Segment Start: Extracted material
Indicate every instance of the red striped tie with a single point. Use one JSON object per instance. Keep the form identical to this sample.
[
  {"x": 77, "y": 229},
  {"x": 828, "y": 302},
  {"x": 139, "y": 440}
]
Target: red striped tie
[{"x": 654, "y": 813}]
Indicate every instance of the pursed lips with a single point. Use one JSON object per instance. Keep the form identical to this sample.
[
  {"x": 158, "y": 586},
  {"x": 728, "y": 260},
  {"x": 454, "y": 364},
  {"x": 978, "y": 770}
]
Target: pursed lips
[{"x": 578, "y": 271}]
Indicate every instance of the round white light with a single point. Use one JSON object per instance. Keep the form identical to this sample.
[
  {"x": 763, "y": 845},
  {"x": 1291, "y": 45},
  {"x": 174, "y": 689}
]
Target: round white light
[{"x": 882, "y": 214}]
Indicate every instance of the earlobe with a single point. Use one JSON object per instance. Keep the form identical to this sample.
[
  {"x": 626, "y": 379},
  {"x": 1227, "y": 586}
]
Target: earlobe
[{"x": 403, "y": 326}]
Segment End: Extracted material
### Task to complete
Restate every entry word for word.

### Problem solution
Indicate every instance of the red striped tie with a single point. Use one JSON object per instance. Keep the form identical to this sample.
[
  {"x": 77, "y": 229},
  {"x": 828, "y": 302},
  {"x": 139, "y": 440}
]
Target: red striped tie
[{"x": 654, "y": 813}]
Indicate every instance of the pursed lips with a single point. Use one JSON object per instance. Keep the form identical to this sample.
[
  {"x": 158, "y": 586},
  {"x": 728, "y": 260},
  {"x": 454, "y": 364},
  {"x": 978, "y": 770}
]
Target: pursed lips
[{"x": 578, "y": 271}]
Indicate every instance of the round white light with a single point. Use one JSON object per instance. Keep the form identical to this sample.
[
  {"x": 763, "y": 845},
  {"x": 1291, "y": 45},
  {"x": 174, "y": 689}
]
Target: round white light
[{"x": 882, "y": 214}]
Indicate every instance of the earlobe with a single point. Use one JSON object per instance. Keep the form identical to this sample.
[
  {"x": 626, "y": 379},
  {"x": 1227, "y": 586}
]
Target: earlobe
[{"x": 403, "y": 326}]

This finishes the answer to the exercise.